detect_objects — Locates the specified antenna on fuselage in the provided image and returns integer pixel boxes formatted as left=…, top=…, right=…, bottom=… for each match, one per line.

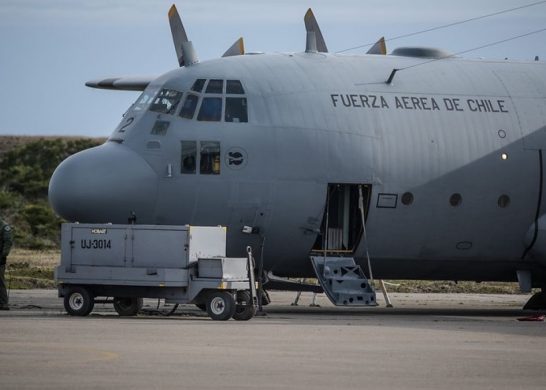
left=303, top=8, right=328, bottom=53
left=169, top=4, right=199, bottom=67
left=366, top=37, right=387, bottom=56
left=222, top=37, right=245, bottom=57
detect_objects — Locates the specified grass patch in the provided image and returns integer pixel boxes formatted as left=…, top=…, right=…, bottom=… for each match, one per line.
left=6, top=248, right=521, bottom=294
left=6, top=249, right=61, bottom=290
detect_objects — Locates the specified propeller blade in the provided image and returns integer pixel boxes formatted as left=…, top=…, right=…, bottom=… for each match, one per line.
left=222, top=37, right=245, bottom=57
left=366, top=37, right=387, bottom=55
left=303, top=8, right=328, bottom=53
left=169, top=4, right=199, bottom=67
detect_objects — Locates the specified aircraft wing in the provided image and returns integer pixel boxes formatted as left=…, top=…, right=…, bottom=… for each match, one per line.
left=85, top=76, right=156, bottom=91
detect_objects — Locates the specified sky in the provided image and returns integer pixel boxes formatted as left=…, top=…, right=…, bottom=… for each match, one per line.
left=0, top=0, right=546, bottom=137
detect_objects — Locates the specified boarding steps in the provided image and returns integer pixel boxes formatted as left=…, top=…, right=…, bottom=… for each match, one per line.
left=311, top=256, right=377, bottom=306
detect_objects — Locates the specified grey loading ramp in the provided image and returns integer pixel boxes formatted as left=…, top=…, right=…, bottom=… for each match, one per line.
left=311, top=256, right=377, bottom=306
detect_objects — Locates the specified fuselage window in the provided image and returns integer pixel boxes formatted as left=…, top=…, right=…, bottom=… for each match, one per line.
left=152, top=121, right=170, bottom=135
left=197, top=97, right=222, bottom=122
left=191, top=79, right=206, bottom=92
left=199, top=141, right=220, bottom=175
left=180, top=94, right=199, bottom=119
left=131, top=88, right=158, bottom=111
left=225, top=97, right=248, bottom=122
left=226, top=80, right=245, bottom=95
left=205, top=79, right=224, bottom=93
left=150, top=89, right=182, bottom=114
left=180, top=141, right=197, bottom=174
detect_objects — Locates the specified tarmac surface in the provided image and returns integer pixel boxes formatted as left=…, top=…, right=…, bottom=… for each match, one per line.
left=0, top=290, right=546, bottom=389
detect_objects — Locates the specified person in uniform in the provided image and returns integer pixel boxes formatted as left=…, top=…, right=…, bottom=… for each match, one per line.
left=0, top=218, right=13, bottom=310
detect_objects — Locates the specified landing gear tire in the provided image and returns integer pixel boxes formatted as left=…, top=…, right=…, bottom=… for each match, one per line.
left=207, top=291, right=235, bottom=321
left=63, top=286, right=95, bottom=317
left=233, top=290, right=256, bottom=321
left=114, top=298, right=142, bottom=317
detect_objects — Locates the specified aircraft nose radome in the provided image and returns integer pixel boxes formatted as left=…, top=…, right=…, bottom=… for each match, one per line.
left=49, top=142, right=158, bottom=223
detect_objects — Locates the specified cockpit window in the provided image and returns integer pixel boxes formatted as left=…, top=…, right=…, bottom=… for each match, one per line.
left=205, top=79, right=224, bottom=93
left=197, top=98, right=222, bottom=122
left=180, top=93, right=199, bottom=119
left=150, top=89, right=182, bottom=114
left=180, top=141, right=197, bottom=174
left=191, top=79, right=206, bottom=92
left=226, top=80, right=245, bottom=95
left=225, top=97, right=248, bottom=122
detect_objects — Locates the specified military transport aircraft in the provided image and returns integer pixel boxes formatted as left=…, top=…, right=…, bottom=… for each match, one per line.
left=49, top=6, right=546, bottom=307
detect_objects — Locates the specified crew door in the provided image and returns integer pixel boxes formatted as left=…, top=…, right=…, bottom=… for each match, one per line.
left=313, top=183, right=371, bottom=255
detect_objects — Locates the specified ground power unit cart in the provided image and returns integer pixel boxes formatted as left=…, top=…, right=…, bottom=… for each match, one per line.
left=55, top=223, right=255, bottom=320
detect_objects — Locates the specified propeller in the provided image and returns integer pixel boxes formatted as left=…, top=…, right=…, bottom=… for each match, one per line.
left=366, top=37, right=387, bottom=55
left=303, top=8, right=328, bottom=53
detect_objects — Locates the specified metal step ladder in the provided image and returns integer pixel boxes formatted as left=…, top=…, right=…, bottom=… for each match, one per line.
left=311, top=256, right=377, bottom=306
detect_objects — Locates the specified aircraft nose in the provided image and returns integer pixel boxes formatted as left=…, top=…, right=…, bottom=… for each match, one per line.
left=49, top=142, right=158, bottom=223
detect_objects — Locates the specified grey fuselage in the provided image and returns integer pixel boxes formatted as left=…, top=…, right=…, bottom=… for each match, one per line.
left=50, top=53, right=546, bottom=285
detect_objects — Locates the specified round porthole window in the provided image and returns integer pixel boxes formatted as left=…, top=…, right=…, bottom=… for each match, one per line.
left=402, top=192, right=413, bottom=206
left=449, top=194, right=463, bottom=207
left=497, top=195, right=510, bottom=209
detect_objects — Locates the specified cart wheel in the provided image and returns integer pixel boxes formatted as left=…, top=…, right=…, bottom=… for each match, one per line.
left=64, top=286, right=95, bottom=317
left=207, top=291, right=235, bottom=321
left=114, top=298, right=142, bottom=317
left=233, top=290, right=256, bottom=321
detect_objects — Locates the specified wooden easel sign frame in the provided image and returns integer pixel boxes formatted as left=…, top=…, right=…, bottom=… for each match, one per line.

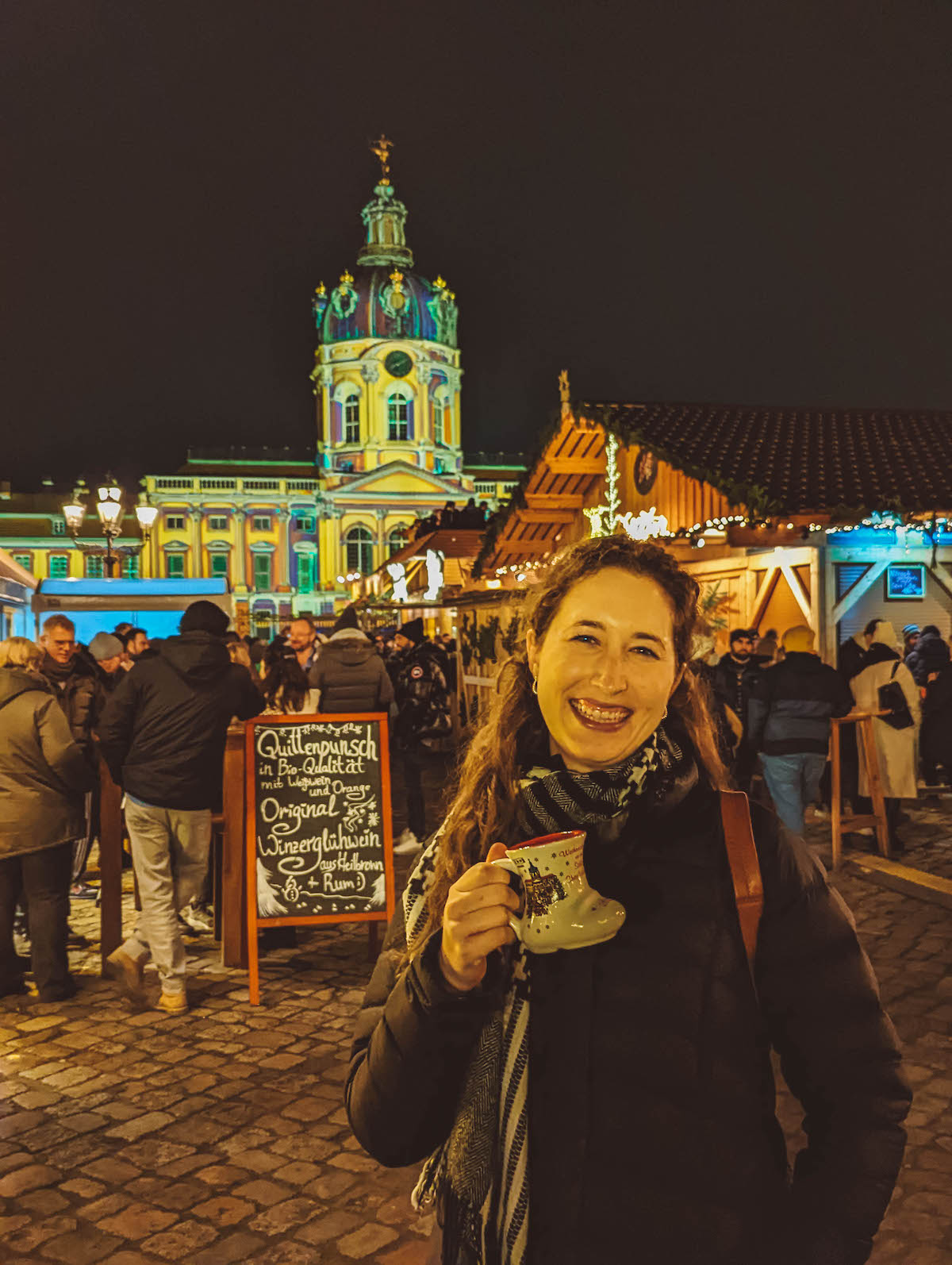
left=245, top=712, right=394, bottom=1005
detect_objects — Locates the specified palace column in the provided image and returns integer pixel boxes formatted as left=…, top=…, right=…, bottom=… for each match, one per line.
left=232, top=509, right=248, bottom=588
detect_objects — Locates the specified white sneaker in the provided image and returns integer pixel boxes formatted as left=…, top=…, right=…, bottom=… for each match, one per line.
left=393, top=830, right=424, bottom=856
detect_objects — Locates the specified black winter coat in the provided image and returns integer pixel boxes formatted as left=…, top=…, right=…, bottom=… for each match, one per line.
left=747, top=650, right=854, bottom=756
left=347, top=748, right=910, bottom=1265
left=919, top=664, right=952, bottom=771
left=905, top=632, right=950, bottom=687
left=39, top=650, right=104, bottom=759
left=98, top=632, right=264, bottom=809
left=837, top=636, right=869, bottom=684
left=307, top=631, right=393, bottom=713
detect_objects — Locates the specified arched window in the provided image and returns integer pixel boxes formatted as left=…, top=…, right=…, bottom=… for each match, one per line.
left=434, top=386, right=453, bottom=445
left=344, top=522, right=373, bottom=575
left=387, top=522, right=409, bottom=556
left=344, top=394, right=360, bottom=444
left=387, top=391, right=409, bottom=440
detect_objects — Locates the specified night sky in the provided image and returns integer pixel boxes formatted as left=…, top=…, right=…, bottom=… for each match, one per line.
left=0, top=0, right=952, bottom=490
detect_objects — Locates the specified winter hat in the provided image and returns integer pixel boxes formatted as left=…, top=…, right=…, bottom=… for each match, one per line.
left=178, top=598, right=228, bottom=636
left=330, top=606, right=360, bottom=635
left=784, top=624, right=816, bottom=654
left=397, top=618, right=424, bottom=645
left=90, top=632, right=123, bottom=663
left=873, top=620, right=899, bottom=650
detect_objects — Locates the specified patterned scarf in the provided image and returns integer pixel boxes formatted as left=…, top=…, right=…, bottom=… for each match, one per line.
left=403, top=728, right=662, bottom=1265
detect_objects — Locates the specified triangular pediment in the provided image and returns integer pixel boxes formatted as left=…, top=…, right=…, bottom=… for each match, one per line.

...

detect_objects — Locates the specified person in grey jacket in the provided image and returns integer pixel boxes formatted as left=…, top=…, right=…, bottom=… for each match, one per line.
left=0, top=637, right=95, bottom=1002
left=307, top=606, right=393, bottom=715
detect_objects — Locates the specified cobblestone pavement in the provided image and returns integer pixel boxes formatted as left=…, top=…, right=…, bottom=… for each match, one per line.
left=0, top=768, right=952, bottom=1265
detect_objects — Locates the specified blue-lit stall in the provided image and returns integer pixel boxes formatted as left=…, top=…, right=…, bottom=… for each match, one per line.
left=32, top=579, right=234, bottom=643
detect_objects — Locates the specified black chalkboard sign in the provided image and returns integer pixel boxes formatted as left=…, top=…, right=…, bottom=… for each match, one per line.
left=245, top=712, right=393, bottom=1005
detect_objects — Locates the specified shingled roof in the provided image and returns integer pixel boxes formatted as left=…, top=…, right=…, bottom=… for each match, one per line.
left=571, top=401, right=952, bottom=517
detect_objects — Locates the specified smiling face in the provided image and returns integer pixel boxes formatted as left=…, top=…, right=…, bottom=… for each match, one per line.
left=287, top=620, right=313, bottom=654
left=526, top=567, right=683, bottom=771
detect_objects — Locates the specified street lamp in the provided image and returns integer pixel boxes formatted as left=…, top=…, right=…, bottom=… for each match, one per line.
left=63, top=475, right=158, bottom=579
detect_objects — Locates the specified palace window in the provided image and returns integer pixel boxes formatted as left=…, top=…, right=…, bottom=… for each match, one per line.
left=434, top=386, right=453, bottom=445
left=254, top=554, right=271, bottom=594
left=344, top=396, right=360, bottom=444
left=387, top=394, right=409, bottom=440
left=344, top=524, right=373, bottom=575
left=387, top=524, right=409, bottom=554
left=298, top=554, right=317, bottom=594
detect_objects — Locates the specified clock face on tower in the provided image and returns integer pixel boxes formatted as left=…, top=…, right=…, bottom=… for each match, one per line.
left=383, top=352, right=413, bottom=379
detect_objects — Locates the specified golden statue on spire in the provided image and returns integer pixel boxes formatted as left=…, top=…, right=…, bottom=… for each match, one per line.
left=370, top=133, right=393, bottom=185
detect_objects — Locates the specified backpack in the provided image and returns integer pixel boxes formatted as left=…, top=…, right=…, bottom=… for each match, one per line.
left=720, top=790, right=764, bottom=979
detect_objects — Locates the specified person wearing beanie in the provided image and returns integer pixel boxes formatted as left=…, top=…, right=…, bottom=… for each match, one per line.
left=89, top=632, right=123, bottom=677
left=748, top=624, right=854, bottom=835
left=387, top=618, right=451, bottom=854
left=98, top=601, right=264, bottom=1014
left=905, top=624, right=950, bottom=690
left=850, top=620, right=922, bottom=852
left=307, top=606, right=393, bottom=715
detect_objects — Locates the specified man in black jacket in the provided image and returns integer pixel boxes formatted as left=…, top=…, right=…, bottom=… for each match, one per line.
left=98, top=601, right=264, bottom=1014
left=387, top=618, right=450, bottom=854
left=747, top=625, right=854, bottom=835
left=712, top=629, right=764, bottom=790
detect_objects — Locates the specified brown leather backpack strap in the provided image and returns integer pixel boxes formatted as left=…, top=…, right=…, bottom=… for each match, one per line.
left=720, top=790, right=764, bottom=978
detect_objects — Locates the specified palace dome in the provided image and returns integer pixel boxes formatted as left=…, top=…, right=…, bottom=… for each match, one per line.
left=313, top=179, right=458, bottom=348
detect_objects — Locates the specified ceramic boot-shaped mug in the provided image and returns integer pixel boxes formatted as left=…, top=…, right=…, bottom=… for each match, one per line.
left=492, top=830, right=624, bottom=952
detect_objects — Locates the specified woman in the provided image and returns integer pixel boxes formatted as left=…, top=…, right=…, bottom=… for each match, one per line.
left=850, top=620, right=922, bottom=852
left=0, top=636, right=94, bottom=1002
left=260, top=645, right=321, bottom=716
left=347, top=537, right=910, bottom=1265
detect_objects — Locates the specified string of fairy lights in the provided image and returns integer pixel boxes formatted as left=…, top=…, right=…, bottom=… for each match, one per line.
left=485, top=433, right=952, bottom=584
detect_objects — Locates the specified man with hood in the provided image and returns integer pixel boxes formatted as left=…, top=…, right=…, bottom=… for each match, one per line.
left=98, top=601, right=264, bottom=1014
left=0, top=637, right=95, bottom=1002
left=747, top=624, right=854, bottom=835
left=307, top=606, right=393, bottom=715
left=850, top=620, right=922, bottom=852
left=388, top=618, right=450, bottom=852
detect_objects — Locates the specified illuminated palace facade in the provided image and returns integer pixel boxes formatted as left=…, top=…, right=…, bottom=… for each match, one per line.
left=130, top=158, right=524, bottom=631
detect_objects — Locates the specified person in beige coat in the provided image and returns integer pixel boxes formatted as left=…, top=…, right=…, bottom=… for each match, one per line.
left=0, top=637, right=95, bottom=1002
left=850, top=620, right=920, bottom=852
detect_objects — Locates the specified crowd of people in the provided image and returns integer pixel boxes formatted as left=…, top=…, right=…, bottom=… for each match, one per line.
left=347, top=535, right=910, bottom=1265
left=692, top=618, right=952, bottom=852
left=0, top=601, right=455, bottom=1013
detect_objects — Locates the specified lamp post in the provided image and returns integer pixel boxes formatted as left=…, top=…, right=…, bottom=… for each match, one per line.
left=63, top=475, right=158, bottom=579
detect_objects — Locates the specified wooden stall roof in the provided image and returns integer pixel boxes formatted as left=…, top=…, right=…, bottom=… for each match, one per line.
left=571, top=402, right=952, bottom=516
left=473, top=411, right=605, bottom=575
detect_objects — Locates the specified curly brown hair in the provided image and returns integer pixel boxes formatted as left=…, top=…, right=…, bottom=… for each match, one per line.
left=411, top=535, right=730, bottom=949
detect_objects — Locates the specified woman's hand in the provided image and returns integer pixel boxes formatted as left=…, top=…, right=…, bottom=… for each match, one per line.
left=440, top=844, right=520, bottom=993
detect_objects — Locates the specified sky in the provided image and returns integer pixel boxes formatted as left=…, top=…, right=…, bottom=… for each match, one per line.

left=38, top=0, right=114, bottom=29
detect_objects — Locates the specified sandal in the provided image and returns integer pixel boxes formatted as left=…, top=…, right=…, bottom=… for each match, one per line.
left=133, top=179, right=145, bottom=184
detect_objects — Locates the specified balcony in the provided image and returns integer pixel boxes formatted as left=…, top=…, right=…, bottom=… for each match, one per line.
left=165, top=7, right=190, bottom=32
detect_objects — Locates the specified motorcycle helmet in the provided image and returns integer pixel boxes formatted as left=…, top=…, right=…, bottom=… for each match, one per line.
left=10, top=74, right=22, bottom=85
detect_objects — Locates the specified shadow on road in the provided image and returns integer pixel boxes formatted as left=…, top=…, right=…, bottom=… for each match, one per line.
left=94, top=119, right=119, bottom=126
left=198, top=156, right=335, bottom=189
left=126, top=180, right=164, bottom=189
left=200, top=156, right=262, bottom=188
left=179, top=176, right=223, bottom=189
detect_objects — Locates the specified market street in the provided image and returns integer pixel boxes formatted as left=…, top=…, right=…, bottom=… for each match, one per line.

==

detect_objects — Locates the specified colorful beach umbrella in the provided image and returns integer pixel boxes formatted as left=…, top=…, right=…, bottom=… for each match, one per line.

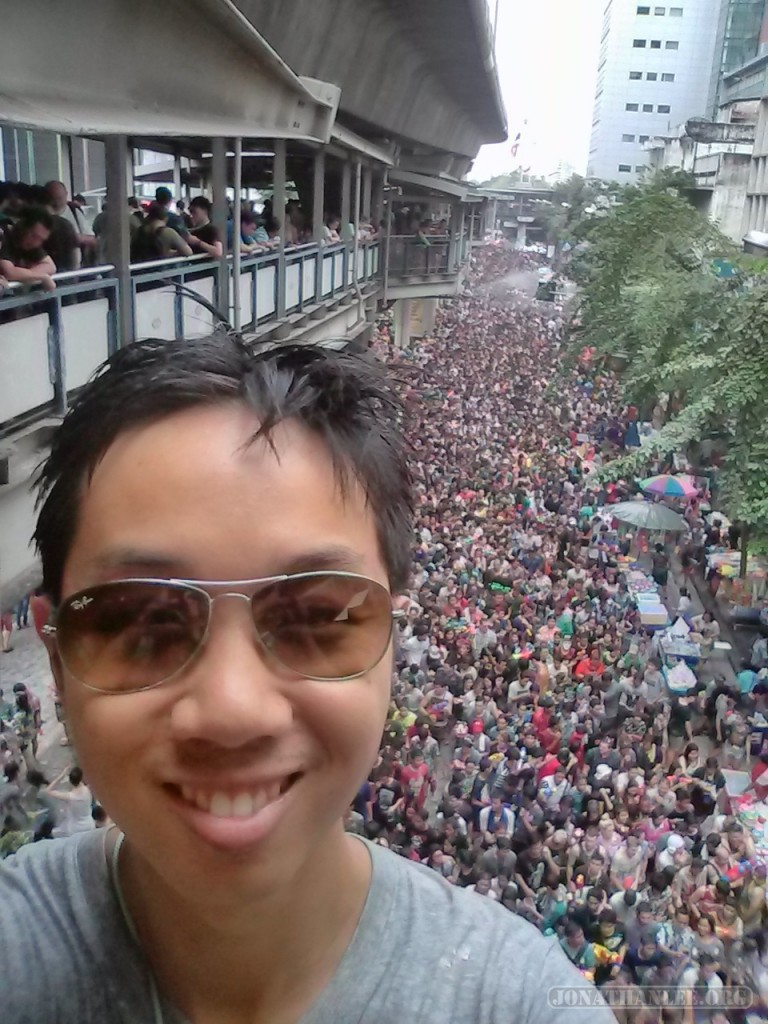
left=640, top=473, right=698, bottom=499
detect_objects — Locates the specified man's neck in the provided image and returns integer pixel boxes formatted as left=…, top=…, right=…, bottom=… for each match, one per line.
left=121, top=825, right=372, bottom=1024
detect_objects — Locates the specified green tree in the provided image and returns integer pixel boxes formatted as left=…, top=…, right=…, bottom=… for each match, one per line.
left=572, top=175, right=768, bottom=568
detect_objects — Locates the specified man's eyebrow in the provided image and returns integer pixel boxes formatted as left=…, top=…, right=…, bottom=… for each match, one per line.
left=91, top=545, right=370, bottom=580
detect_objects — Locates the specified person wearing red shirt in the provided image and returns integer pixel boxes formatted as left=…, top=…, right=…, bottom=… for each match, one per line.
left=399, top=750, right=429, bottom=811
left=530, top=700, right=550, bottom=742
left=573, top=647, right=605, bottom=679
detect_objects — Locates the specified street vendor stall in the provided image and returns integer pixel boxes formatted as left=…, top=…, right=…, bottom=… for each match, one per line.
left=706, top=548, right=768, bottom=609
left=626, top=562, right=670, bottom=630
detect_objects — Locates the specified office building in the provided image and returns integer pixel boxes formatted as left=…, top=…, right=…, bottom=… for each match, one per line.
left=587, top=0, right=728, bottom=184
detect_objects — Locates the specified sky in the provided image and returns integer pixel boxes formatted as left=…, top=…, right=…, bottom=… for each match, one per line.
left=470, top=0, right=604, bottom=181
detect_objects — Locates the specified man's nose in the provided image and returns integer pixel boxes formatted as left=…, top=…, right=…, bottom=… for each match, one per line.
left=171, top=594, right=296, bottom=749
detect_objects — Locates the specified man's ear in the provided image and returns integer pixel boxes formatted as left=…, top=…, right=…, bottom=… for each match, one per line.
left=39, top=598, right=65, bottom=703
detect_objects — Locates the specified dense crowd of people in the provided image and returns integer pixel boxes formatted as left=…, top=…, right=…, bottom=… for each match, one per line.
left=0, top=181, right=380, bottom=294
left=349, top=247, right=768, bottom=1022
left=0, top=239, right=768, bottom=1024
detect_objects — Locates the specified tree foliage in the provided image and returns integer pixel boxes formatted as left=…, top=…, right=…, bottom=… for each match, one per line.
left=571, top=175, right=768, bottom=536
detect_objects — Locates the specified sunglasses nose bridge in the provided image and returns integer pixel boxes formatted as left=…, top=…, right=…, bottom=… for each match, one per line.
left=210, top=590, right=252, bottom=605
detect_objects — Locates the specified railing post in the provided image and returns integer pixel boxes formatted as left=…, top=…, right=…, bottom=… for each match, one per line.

> [YOUR OBJECTIVE]:
Rewrite the records starting with the line that contains "detect_objects — Locates the specified night" and going on through the line that contains "left=873, top=620, right=899, bottom=650", with "winter hat" replaced by "knit cap" and everything else left unchanged.

> [EXERCISE SOLUTION]:
detect_objects — Locates the specified night sky in the provided image and returns integer pixel boxes formatted as left=…, top=…, right=…, bottom=… for each match, one per line.
left=0, top=0, right=952, bottom=490
detect_objects — Locates the specified knit cap in the provided image and returns integer pixel boxes formatted as left=…, top=…, right=…, bottom=… for each match, one per line.
left=178, top=598, right=228, bottom=636
left=330, top=606, right=360, bottom=635
left=784, top=624, right=816, bottom=654
left=397, top=618, right=424, bottom=645
left=90, top=632, right=123, bottom=663
left=873, top=620, right=899, bottom=650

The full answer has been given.